▸ **Requirement**: Reproduce the data below as a numbered list, starting at the line with "Category: green leafy tree" and ending at the line with "pixel 229 230", both included, and skip any blank lines.

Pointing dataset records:
[start]
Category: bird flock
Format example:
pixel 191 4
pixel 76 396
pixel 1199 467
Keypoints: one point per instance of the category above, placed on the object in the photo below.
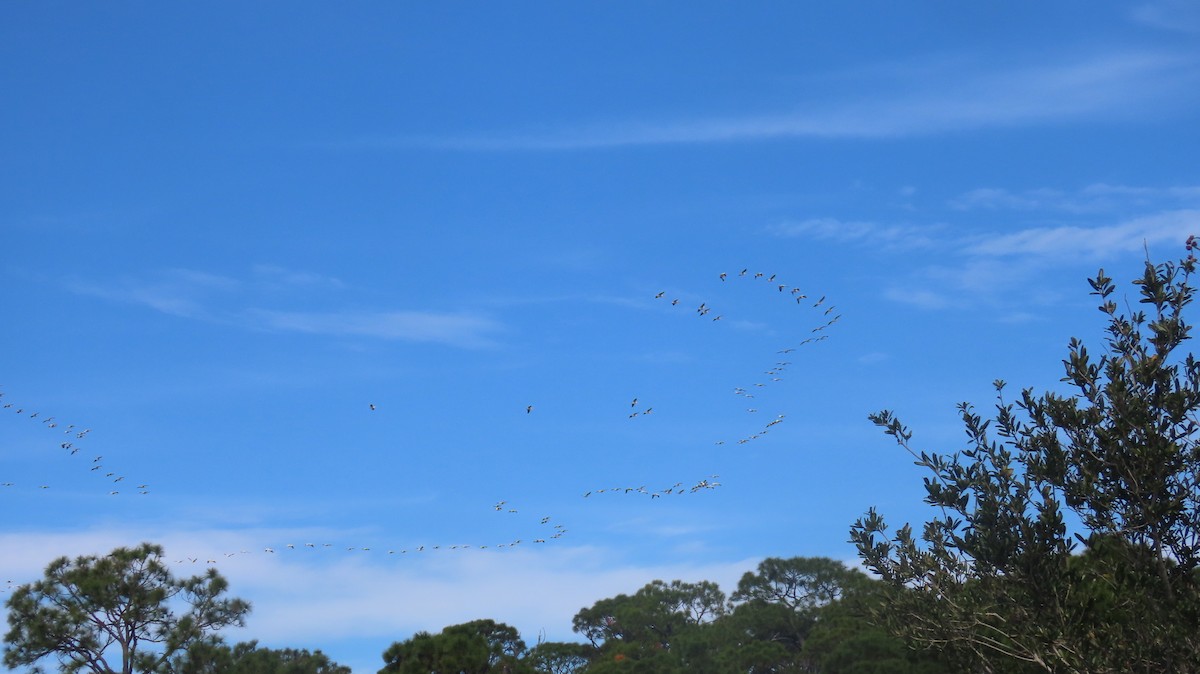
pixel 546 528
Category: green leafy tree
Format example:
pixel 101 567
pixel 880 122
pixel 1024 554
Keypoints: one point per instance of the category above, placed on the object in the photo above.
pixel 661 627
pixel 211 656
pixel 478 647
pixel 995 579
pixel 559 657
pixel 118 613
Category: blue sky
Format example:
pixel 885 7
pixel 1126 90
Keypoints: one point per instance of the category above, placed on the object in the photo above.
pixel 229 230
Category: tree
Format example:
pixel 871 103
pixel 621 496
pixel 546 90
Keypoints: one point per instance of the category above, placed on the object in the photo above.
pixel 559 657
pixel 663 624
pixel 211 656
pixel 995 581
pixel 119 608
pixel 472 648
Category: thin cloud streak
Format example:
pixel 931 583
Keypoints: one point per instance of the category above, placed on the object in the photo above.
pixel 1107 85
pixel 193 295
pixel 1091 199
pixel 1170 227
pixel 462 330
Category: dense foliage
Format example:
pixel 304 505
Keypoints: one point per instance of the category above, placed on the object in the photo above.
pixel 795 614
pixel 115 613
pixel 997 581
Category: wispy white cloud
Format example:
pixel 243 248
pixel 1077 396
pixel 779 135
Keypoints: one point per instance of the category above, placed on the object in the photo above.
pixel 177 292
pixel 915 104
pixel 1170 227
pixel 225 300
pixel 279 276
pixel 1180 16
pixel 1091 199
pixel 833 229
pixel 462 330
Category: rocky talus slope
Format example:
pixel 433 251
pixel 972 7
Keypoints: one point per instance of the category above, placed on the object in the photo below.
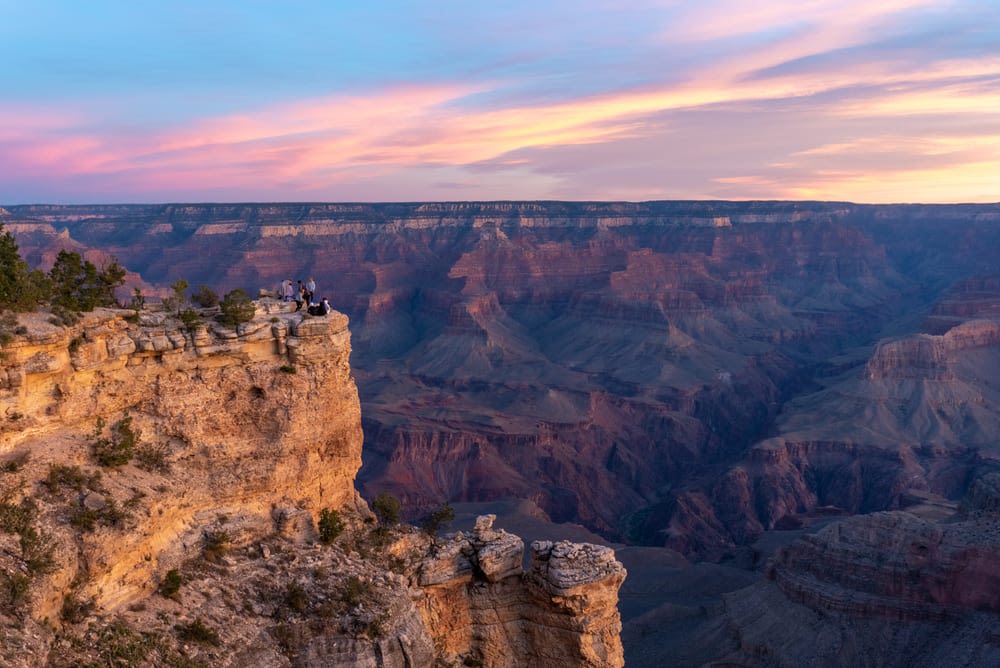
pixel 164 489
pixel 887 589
[end]
▸ **Exercise result**:
1. Category: green leafy tree
2. Format example:
3. pixel 101 567
4. pixel 880 122
5. pixel 1024 554
6. Keypoints: one point per instance of the category above, placed on the object in the photo above.
7. pixel 661 627
8. pixel 211 656
9. pixel 478 647
10. pixel 995 579
11. pixel 559 657
12. pixel 118 613
13. Category: blue sky
14. Format example:
15. pixel 885 7
16. pixel 1126 90
17. Keypoints: one point per instance of the category above, placed on the object in the photo above.
18. pixel 229 230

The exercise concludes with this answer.